═══ Document segment

POJ-3641 Pseudoprime numbers

Pseudoprime numbers

Time Limit: 1000MS		Memory Limit: 65536K
Total Submissions: 8638		Accepted: 3627

Description

Fermat's theorem states that for any prime number p and for any integer a > 1, a^p = a (mod p). That is, if we raise a to the p^th power and divide by p, the remainder is a. Some (but not very many) non-prime values of p, known as base-a pseudoprimes, have this property for some a. (And some, known as Carmichael Numbers, are base-a pseudoprimes for all a.)

Given 2 < p ≤ 1000000000 and 1 < a < p, determine whether or not p is a base-a pseudoprime.

Input

Input contains several test cases followed by a line containing "0 0". Each test case consists of a line containing p and a.

Output

For each test case, output "yes" if p is a base-a pseudoprime; otherwise output "no".

Sample Input

3 2
10 3
341 2
341 3
1105 2
1105 3
0 0

Sample Output

no
no
yes
no
yes
yes

Source

Waterloo Local Contest, 2007.9.23

#include<stdio.h>  
#include<string.h>   
bool sushu(long long n)

══════
═══ Dataset extract

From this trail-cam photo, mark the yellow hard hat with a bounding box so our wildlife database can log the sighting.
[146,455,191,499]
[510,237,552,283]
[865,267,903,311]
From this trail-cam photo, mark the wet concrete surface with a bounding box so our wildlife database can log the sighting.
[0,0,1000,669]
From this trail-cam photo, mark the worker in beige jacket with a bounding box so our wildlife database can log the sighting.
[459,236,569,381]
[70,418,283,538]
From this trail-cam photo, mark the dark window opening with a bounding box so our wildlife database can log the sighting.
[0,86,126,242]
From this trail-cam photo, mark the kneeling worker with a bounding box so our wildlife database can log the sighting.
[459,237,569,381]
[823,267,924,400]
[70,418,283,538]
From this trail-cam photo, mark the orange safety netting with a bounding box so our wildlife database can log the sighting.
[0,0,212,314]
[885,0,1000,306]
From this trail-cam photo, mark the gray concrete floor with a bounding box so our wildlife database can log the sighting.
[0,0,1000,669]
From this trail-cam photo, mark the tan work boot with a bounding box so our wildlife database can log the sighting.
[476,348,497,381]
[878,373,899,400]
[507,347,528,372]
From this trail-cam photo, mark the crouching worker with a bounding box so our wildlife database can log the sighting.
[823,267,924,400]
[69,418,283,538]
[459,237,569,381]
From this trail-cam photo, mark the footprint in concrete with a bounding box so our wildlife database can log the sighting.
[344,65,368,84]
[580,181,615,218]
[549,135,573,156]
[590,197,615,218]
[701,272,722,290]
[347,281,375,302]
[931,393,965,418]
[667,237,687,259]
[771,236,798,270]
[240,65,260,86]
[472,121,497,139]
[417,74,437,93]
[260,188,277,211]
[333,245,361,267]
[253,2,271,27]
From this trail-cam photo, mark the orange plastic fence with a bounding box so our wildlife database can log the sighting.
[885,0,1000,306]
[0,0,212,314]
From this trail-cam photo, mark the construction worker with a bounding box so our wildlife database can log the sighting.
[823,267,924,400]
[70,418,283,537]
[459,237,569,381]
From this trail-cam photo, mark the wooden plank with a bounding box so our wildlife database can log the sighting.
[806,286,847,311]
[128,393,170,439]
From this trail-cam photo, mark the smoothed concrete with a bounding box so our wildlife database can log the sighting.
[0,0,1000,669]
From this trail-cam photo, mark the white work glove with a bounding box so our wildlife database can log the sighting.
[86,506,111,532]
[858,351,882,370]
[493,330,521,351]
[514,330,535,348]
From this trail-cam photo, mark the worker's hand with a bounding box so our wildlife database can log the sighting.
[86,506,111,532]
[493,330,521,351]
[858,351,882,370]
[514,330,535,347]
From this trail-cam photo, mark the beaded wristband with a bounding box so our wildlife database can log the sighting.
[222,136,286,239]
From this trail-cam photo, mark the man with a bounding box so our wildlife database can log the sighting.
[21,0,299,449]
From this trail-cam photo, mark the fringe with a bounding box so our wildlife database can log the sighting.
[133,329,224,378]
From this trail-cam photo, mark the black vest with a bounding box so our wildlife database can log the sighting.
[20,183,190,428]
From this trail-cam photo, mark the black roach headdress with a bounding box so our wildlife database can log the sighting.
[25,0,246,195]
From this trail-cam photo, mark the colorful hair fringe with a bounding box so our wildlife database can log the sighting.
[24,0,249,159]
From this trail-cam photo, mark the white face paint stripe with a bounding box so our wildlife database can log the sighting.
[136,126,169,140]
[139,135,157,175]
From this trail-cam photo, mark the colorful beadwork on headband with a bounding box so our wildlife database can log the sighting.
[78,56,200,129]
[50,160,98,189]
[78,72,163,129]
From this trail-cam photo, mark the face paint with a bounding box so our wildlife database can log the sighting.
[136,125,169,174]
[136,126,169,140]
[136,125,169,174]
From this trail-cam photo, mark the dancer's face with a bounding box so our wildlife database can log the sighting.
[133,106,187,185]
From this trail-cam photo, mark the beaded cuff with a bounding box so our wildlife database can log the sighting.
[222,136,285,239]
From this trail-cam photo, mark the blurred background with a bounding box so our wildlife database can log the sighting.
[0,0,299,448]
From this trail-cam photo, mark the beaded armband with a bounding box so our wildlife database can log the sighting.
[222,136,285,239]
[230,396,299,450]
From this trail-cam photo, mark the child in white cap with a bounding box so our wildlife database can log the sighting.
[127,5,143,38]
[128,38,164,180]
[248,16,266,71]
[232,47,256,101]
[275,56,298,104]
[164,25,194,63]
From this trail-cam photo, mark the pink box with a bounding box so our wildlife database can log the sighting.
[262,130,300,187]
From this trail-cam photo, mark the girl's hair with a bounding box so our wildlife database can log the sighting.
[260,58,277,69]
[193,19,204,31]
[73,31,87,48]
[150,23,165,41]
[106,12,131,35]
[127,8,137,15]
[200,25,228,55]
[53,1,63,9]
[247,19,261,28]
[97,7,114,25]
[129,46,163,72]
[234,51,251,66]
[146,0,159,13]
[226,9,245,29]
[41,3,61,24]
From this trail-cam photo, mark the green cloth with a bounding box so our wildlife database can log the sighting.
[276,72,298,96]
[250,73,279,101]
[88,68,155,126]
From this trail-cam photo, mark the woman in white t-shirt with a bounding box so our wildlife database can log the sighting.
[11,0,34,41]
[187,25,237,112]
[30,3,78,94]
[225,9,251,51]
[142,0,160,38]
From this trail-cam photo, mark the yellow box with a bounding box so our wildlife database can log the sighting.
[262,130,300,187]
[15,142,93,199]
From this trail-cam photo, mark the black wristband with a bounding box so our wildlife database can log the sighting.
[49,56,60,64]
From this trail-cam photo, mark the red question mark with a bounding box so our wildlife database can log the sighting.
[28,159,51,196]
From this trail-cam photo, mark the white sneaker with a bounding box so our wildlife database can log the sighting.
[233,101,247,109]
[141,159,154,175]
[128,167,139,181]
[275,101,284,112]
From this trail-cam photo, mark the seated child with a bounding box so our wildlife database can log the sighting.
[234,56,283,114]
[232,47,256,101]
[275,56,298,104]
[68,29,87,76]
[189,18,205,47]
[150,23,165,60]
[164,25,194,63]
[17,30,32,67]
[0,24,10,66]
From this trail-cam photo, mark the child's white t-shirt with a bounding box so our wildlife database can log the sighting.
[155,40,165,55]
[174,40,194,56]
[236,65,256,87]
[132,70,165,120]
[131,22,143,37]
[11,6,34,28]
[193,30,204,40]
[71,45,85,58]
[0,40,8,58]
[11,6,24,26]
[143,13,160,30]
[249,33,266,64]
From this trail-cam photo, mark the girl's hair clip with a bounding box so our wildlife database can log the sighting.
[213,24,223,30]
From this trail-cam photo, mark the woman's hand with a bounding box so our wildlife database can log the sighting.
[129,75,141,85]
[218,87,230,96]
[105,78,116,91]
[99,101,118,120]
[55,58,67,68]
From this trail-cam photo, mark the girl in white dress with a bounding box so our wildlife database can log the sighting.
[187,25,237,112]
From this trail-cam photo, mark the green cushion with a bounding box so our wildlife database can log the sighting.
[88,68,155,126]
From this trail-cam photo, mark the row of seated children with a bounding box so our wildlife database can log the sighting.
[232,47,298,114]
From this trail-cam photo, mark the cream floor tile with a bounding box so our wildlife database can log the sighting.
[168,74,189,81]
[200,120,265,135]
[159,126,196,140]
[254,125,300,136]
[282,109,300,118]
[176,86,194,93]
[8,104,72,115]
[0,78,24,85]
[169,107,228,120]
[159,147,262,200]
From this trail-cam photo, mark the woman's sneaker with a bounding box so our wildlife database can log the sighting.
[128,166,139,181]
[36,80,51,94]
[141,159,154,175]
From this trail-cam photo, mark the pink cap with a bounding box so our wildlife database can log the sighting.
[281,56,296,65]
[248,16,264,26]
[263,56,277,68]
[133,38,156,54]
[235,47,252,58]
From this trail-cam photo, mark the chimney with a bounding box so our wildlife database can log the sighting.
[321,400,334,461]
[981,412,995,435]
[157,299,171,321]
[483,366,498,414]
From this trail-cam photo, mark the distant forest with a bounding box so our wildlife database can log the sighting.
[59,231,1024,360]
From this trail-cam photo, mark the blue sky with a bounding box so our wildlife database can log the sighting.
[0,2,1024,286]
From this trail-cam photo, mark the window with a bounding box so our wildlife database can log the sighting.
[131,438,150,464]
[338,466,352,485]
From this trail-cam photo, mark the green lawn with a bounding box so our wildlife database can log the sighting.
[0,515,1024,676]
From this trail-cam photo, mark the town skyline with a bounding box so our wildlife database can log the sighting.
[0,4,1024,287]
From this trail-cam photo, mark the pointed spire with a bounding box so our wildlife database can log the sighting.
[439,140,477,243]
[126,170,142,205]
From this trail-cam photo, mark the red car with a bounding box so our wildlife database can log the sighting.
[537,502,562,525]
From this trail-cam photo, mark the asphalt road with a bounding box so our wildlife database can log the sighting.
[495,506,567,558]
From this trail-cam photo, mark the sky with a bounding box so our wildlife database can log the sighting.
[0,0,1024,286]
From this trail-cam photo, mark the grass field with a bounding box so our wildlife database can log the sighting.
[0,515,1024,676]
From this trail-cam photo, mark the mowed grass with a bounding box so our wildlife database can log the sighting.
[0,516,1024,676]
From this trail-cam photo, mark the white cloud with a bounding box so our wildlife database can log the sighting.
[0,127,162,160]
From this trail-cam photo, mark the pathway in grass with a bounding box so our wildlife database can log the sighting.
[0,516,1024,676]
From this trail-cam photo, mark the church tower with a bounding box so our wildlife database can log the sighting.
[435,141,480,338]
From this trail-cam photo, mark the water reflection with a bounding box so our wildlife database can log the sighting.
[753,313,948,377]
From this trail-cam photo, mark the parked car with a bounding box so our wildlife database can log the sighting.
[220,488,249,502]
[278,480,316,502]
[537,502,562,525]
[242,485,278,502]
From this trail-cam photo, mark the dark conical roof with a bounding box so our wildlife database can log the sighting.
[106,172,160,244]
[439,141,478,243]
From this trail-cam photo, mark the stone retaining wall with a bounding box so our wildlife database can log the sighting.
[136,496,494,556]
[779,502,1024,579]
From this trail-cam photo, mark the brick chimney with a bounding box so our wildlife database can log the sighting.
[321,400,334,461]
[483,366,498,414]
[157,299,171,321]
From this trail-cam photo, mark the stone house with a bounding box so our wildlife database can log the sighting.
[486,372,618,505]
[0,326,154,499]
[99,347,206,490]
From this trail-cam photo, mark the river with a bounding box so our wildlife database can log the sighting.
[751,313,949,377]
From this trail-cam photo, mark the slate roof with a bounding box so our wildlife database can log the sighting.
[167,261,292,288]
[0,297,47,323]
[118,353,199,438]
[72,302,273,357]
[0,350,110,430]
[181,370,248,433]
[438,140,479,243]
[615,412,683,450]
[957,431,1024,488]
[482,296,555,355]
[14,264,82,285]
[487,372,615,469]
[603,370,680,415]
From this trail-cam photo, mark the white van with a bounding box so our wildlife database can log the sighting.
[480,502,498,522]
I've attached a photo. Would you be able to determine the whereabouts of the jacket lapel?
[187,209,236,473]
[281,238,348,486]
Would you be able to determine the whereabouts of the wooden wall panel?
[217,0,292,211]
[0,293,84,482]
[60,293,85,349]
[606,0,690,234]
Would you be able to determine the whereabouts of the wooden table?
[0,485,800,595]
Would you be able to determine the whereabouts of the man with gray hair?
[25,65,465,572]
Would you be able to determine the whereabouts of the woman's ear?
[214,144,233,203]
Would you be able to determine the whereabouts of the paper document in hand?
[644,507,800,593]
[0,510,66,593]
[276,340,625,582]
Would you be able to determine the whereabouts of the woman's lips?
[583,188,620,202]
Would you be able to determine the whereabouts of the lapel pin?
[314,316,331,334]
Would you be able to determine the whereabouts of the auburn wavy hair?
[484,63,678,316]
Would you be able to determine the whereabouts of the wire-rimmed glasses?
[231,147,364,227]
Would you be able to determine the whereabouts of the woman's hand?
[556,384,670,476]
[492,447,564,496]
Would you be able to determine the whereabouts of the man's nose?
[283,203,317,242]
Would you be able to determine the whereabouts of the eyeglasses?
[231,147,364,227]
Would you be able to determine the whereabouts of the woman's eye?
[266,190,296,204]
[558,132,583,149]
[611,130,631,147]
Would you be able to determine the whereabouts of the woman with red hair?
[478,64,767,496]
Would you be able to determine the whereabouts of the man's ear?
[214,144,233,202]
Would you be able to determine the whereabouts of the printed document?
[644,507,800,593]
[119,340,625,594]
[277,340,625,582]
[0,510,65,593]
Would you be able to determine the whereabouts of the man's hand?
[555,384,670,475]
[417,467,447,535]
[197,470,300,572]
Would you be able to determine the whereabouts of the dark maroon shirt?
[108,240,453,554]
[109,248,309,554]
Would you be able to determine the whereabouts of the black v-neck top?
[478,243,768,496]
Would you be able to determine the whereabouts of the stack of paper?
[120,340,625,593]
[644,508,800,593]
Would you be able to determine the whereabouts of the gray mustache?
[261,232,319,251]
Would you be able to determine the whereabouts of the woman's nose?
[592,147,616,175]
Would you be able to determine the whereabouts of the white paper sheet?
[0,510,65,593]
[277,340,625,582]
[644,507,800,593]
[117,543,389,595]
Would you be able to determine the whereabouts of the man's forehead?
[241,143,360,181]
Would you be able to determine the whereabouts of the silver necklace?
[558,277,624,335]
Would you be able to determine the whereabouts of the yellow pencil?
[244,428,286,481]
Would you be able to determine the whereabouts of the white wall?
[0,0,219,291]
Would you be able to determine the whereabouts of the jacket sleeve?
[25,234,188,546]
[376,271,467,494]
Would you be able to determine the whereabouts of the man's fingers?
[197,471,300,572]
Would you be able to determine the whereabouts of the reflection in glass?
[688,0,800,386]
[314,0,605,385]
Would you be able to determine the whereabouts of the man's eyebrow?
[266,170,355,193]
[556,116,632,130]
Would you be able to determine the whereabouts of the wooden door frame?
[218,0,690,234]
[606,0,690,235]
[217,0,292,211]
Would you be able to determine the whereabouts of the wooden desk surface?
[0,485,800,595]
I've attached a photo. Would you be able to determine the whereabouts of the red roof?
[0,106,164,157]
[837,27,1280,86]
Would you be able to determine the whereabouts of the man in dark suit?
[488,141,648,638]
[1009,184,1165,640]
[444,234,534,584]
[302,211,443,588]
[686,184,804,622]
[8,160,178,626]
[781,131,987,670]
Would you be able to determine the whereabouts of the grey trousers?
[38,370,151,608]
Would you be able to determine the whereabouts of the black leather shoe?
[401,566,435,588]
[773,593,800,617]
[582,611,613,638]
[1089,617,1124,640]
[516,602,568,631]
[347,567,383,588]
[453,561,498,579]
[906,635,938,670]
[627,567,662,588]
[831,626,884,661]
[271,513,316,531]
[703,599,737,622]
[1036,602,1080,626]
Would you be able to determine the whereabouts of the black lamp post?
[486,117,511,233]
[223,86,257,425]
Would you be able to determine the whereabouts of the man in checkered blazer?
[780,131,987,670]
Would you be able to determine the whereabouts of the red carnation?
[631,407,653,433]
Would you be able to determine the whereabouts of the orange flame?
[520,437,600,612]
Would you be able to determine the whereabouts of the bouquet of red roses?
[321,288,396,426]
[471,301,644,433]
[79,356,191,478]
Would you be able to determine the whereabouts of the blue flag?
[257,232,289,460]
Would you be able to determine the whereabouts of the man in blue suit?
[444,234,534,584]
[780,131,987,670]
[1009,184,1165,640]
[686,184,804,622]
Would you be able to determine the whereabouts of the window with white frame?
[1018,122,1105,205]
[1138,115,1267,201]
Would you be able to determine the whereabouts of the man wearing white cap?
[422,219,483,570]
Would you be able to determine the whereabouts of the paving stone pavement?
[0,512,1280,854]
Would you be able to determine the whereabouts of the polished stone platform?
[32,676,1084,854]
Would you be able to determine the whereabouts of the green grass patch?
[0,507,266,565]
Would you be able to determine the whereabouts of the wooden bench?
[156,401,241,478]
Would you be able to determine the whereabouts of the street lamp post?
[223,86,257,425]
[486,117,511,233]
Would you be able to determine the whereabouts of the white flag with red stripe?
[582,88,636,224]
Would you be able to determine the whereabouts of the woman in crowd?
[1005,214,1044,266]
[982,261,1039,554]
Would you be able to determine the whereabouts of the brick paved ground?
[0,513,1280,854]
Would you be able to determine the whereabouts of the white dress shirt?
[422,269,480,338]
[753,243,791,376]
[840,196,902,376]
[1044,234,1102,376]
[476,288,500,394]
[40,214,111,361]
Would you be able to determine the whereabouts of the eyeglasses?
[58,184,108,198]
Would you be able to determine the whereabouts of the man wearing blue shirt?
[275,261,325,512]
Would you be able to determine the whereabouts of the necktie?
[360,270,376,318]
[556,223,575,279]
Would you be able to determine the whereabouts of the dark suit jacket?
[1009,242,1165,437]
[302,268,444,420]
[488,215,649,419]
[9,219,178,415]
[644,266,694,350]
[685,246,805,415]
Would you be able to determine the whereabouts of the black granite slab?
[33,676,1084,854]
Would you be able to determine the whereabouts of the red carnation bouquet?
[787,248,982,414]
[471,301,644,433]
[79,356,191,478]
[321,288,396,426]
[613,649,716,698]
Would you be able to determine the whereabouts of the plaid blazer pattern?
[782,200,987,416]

══════

Written tasks →
A) Retype the part of the records that opens with their first line and closes with the line containing "[507,347,528,372]", including both of those lines.
B) Continue the pseudoprime numbers text from the point where it stops.

Final results →
A)
From this trail-cam photo, mark the yellow hard hat with a bounding box so our wildlife database can log the sighting.
[146,455,191,499]
[510,237,552,283]
[865,267,903,311]
From this trail-cam photo, mark the wet concrete surface with a bounding box so our wildlife database can log the sighting.
[0,0,1000,669]
From this trail-cam photo, mark the worker in beige jacket with a bounding box so our wildlife database can log the sighting.
[459,236,569,381]
[70,418,283,538]
From this trail-cam photo, mark the dark window opening with a bounding box so our wildlife database can log the sighting.
[0,86,126,242]
From this trail-cam photo, mark the kneeling worker with a bounding box so our wildlife database can log the sighting.
[459,237,569,381]
[823,267,924,400]
[70,418,283,538]
From this trail-cam photo, mark the orange safety netting with a bounding box so our wildlife database can log the sighting.
[0,0,212,314]
[885,0,1000,306]
From this trail-cam photo, mark the gray concrete floor with a bounding box so our wildlife database can log the sighting.
[0,0,1000,669]
From this trail-cam photo, mark the tan work boot with a bounding box so our wildlife database can log the sighting.
[476,348,497,381]
[878,373,899,400]
[507,347,528,372]

B)
{  
    long long  i;  
    for(i=2;i*i<n;++i)  
    {  
        if(n%i==0)  
            return false;  
    }  
    return true;  
}   
long long quictpow(long long n,long long m)  
{  
    long long ans=1,cnt=m;  
    while(cnt>0)  
    {  
        if(cnt&1)  
            ans=(ans*n)%m;    
        n=(n*n)%m; 
		cnt=cnt/2; 
    }  
    return ans;  
}   
int main()  
{  
    long long p,a;  
    while(scanf("%lld%lld",&p,&a)&&p||a)  
    {  
        if(sushu(p))  
            printf("no\n");  
        else if(a==quictpow(a,p))  
            printf("yes\n");  
        else if(a!=quictpow(a,p))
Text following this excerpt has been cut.